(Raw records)
******

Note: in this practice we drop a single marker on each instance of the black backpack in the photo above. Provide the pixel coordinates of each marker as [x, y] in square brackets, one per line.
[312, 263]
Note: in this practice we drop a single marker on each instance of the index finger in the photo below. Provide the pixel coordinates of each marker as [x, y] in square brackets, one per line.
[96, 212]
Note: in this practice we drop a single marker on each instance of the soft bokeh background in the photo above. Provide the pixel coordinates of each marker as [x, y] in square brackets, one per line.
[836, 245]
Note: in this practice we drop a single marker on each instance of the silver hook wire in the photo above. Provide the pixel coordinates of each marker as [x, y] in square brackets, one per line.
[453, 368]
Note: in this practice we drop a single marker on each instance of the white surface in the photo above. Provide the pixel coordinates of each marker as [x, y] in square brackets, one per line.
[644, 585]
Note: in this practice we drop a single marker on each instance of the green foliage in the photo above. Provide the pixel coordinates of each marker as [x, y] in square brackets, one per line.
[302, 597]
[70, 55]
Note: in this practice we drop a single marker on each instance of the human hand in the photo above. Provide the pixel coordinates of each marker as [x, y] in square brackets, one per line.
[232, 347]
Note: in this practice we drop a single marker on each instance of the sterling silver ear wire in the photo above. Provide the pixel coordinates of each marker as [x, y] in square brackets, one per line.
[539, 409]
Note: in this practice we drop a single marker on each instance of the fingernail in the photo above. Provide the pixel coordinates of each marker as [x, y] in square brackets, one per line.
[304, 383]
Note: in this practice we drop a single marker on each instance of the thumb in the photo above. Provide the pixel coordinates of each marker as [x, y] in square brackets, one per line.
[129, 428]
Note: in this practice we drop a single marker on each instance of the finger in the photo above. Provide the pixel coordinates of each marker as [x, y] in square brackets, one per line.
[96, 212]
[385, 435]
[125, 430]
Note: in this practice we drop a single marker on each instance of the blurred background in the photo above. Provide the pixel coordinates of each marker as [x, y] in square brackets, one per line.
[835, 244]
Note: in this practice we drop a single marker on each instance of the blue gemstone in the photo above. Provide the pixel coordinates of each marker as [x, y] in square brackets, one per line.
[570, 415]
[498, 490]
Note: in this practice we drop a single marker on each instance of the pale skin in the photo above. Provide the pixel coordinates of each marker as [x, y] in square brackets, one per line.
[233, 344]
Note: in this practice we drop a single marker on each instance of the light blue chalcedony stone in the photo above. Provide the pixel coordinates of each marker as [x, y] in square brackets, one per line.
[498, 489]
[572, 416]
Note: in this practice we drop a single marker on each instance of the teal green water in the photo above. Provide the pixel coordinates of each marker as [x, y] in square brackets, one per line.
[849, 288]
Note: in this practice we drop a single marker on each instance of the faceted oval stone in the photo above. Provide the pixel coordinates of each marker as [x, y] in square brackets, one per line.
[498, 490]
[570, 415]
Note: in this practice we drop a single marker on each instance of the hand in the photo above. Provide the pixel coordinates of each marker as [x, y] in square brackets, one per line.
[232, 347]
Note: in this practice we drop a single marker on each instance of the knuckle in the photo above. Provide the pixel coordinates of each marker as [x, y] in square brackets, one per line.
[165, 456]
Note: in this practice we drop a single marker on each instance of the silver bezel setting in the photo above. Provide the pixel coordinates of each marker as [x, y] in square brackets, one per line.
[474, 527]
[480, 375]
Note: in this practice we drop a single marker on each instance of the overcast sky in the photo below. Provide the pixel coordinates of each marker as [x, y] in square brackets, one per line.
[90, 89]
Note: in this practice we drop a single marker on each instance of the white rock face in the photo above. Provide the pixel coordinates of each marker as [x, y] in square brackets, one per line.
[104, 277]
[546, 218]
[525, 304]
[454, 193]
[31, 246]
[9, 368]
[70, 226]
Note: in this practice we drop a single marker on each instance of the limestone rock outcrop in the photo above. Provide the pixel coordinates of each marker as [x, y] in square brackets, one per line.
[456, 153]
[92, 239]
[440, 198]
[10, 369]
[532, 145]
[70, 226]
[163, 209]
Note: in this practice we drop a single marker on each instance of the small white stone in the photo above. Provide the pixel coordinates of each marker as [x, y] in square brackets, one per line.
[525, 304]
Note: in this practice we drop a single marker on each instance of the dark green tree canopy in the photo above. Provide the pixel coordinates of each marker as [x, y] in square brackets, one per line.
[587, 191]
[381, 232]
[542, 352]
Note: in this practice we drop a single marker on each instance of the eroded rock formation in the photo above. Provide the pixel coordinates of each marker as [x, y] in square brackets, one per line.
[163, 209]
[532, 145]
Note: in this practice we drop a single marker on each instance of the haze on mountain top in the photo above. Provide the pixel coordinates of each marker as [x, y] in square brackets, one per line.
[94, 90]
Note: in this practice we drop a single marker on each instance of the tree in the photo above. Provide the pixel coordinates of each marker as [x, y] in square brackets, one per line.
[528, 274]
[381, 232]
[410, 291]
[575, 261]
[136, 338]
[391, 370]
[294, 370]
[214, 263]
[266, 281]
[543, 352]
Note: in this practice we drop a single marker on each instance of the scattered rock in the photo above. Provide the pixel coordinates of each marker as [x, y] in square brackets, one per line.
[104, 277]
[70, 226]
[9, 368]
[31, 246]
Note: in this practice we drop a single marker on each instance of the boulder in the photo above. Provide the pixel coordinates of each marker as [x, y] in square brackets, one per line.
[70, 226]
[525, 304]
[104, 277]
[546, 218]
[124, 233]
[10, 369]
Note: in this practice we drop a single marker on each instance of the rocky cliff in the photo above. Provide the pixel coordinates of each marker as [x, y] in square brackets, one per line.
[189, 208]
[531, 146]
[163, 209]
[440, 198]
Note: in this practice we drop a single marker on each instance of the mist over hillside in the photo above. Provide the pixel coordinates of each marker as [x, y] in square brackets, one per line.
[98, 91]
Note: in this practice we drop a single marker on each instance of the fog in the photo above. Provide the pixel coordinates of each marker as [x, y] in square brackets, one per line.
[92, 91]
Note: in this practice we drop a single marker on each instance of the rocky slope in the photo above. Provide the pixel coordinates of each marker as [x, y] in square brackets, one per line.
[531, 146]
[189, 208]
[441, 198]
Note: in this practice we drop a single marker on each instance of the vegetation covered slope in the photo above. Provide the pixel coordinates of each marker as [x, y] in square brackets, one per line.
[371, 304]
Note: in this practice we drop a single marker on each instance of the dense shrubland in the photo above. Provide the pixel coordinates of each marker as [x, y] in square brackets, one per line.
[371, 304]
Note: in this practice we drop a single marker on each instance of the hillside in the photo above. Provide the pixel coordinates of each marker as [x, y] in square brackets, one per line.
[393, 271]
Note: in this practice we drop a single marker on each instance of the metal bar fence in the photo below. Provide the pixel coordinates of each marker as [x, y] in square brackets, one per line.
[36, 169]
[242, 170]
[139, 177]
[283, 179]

******

» **Task**
Beginning at the line containing "of the dense", repeat each line exactly through the last line of the entries, and include no other lines.

» **Answer to the task**
Note: in this practice we drop a single marker on each instance of the dense shrubland in the photo above. Provide the pixel coordinates of each marker as [x, y] in square brackets, one per line.
[371, 304]
Note: in this practice we drop a single marker on each instance of the hillside in the photo above. Provide the pixel coordinates of each marker as [x, y] in square brackets, one per line.
[393, 271]
Note: in this practice we drop a single marker on each instance of the metal bar fence in the photo below. Provide the pixel coordinates of each marker as [x, y] in square brackets, one per line.
[36, 169]
[242, 170]
[139, 177]
[283, 179]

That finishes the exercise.